● BRANO FORNITO
====

• La lezione umanistica di Petrarca

    4. La lezione umanistica di Petrarca
    L'Umanesimo a cui guarda Galeotto è ispirato alla lezione di Francesco Petrarca. Il quale, in una lettera del 1368 a Urbano V, per esaltare il primato della cultura letteraria italiana, aveva affermato «oratores et poetae extra Italiam non quaerantur».
    La frase suscita in Francia forti polemiche. Tra il 1369 e il 1372 l'autorevole teologo dello Studio parigino Jean de Hesdin (1320-1412) compone e diffonde l'epistola «Contra Franciscum Petrarcam», consegnata all'umanista italiano soltanto nei primi giorni di gennaio 1373.
    Il 1° marzo dello stesso anno è datata da Padova la risposta-invettiva di Petrarca («Invectiva contra eum qui maledixit Italiae»).
    Dopo la morte di Petrarca (1374), il grande Scisma accentua, anche sul piano politico, la rivalità Italia-Francia, e la querelle intorno alla frase dell'umanista italiano riprende, trasformata in un topos propagandistico.
    Il momento culminante della querelle è nel breve carteggio fra Nicolas de Clamanges ed il nostro Galeotto, carteggio in parte risalente alla fine del 1394 o all'inizio del 1395, ma completamente riscritto anzi «inventato», per così dire (cfr. D. Cecchetti, «Petrarca, Pietramala e Clamages», Paris 1982, p. 18 et passim), dopo il 1420.
    Clamanges controbattendo sdegnosamente alla frase incriminata di Petrarca, traccerà una breve storia della cultura di area gallo-francese, dall'antichità classica al XII secolo, per vantarne l'assoluta preminenza su qualsiasi altra tradizione nazionale».
    La lezione umanistica di Galeotto progettava dunque un devoto omaggio alla genialità di Francesco Petrarca che non poteva non incontrare l'opposizione più accesa dei suoi amici in Avignone, per una serie di significativi motivi.
    Anzitutto, come sottolinea J. Huizinga [«Autunno del Medioevo», Firenze 1987, p. 449] il preumanesimo di illustri esponenti di quel circolo avignonese come Montreuil e Col, è legato all'erudizione scolastica medievale. Poi c'è l'aspetto biografico di Petrarca che non poteva essere proposto in quella corte, da lui accusata di corruzione nei cosiddetti «Sonetti babilonesi» (136, 137, 138), come nelle lettere «Sine nomine» e nelle Egloghe sesta «Pastorum pathos» («Le cure pastorali») e settima «Grex infectus et suffectus» («Il gregge infetto») [cfr. E. H. Wilkins, «Vita del Petrarca», Milano 2003, p. 78].

====

Dati di puntamento per espressioni referenziali
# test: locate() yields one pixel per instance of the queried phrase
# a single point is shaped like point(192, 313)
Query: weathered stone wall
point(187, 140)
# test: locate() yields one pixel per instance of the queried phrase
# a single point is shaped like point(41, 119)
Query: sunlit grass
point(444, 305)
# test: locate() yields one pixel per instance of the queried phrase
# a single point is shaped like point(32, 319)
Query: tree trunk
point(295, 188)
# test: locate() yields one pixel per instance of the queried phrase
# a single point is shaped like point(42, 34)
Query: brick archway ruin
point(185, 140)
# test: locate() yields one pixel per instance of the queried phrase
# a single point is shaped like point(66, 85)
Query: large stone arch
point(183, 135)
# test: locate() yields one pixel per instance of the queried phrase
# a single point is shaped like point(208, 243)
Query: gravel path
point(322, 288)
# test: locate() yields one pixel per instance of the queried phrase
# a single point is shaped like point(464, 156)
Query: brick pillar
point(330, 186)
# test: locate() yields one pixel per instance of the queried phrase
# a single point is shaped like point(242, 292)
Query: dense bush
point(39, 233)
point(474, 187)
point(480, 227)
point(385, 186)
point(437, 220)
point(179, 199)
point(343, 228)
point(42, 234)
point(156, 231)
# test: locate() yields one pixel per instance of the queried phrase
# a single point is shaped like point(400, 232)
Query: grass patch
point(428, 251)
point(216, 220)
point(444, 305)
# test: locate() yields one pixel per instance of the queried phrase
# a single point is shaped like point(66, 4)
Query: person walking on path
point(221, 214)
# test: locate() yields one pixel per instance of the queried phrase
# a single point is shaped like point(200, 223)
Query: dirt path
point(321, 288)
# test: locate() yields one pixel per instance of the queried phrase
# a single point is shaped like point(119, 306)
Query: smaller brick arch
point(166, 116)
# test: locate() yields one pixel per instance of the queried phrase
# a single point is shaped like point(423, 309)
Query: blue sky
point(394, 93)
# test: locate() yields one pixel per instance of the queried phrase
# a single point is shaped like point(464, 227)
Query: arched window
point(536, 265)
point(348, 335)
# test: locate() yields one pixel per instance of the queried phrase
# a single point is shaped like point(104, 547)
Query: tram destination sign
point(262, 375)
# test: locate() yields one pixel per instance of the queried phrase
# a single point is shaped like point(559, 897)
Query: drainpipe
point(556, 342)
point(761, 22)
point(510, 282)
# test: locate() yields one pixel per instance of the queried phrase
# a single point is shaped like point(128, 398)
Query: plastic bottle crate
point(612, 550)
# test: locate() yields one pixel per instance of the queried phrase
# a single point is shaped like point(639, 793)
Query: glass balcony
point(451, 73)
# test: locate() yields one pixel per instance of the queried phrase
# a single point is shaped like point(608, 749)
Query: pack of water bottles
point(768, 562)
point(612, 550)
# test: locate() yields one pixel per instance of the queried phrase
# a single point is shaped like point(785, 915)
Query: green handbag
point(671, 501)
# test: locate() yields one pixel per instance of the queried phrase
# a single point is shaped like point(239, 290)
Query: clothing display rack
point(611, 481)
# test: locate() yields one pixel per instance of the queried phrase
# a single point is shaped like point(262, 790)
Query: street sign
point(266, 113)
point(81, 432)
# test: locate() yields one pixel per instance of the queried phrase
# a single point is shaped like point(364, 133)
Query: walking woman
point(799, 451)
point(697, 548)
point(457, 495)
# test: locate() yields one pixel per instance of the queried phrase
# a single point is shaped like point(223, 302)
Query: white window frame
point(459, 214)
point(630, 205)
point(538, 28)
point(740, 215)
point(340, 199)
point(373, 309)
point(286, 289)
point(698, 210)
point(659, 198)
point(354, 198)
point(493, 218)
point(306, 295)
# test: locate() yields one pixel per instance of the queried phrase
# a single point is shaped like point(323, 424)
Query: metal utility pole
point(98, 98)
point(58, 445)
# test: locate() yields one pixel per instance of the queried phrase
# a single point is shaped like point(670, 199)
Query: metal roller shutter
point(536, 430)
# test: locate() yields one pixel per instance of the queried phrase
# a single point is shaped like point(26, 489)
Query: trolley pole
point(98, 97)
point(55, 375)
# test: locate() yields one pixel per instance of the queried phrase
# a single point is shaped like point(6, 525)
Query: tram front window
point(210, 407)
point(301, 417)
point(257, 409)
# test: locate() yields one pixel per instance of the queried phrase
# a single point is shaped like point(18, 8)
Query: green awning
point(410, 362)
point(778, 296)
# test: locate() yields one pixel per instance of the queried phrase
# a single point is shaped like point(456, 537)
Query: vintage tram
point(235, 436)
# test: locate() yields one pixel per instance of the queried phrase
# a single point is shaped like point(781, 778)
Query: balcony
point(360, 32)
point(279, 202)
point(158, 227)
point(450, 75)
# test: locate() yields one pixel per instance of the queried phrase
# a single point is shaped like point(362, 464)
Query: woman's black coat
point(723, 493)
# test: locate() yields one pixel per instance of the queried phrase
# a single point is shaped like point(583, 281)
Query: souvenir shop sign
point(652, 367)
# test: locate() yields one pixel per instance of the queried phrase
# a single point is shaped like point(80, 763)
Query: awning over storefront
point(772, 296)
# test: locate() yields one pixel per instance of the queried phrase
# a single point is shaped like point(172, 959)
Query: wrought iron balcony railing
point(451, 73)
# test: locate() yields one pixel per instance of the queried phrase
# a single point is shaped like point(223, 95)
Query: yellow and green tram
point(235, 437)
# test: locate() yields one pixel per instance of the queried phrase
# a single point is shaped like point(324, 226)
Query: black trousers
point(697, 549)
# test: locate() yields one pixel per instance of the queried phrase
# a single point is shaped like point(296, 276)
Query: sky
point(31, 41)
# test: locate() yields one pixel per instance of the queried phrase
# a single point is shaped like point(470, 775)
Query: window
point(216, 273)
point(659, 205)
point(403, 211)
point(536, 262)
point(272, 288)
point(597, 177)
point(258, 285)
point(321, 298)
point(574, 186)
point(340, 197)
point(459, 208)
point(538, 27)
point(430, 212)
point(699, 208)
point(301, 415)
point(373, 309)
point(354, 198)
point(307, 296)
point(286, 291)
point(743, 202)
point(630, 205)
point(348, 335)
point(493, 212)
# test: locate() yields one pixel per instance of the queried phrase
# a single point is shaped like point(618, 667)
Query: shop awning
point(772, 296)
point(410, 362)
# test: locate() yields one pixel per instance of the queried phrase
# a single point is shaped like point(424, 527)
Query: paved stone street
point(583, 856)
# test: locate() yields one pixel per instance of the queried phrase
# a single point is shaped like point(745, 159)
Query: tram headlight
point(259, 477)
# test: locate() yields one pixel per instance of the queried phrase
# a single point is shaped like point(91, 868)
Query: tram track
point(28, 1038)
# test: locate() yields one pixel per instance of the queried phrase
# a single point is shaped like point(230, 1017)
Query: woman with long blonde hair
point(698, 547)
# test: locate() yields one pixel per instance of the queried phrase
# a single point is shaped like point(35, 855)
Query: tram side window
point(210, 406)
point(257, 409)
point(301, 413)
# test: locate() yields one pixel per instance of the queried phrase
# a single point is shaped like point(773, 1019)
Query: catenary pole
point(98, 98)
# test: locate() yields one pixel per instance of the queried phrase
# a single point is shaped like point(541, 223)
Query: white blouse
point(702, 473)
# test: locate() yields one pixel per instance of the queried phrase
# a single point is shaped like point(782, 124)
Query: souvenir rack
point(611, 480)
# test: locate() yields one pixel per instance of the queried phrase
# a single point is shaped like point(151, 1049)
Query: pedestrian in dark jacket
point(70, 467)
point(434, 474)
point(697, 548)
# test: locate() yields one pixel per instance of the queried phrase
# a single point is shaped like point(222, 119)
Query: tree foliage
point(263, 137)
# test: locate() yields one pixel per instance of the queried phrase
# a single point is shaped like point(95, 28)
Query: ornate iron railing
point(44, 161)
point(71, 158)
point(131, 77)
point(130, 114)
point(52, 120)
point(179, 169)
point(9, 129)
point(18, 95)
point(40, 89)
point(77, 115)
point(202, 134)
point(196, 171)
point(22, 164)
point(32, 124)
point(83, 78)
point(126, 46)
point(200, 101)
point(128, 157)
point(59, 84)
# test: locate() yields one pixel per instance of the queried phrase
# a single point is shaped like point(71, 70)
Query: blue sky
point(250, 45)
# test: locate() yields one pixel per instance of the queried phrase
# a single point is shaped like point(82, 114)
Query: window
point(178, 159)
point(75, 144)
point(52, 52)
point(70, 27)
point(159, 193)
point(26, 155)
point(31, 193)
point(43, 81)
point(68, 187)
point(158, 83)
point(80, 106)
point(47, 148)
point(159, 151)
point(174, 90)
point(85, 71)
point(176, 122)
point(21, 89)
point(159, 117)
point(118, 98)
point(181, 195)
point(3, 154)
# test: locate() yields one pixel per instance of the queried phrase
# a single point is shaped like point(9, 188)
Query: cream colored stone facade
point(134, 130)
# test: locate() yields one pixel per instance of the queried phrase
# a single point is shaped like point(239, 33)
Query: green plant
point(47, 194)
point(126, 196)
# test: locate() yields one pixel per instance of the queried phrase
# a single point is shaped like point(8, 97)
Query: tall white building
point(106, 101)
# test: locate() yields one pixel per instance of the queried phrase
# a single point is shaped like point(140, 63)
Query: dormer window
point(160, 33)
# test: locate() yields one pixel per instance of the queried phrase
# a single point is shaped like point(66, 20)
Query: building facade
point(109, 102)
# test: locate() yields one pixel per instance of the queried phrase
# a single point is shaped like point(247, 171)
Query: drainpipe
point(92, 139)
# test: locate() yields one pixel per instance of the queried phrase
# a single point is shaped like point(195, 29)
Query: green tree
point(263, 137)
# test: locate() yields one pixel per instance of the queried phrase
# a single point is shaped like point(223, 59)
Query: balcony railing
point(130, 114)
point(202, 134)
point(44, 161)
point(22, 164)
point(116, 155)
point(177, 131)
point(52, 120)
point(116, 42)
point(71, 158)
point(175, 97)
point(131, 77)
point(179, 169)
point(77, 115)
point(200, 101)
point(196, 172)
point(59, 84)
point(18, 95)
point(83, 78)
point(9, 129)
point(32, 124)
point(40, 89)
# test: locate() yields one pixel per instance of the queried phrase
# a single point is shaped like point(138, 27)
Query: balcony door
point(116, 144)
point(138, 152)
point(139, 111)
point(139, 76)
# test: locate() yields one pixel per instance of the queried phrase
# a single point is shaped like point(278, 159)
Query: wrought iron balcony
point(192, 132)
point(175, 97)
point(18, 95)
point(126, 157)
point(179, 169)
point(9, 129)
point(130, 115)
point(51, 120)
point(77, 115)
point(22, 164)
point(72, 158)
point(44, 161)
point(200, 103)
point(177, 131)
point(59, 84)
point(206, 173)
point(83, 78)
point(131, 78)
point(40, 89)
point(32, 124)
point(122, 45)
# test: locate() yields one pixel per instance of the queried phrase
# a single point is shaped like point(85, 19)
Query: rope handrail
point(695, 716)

====

● I TUOI COMPITI
1. Rispondi a queste domande sul brano su Petrarca:
(a) In che anno Petrarca scrisse a Urbano V la lettera con la frase «oratores et poetae extra Italiam non quaerantur»?
(b) Da quale città è datata la risposta-invettiva di Petrarca a Jean de Hesdin?
(c) Quali numeri hanno i «Sonetti babilonesi» citati?
2. Prosegui il brano su Petrarca dal punto in cui finisce.

● LE TUE RISPOSTE
1.
(a) Nel 1368.
(b) Da Padova.
(c) 136, 137 e 138.

2.
    Nell'epistola XVIII (penultima) delle «Sine nomine», si parla di vecchi e lascivi bambocci che bruciano nella libidine, precipitando in ogni vergogna, per tacere degli stupri, dei rapimenti, degli incesti, degli adulterii, «che rappresentano ormai il divertimento della lascivia papale» [«qui iam pontificalis lascivie ludi sunt»]» [«Sine nomine, Lettere polemiche e politiche», a cura di U. Dotti, Roma-Bari 1974, pp. 206-210].
    Ci sono donne rapite, «violate e ingravidate da seme altrui», poi riofferte dopo il parto «all'alterna sazietà di chi le usa a suo godimento», mentre i loro mariti sono costretti a riprendersi le loro mogli «per rioffrirle di nuovo, dopo il parto, all'alterna sazietà di chi le usa a suo godimento».
    Sulle «pagine densissime» delle «Sine nomine», leggiamo in Ezio Raimondi [«Un esercizio satirico ad Avignone» (1956), «I sentieri del lettore», a c. di A. Battistini, I, Bologna 1994] che esse «sorgono dalla sofferenza e dalla protesta del cristiano offeso» [p. 133].
    La lezione petrarchesca, ha scritto Loredana Chines, «lascia alle generazioni successive degli umanisti il senso di un dialogo continuo e proficuo tra un passato da riscoprire e un presente da risanare» [«L'umanesimo: caratteri generali», pp. 428-440, «Il Medioevo», XI, Milano 2009, p. 428].
    È la lezione che influenza anche Galeotto, al punto di attirargli l'accusa di non essere un buon cattolico a causa delle sue amicizie culturali, come si legge in Jean de Launoy (1603-1678), fecondo ed erudito autore francese [«Opera omnia, Opusculis ineditis...», IV, 2, Fabri, Barrillot, Bousquet, Ginevra, 1732, p. 62].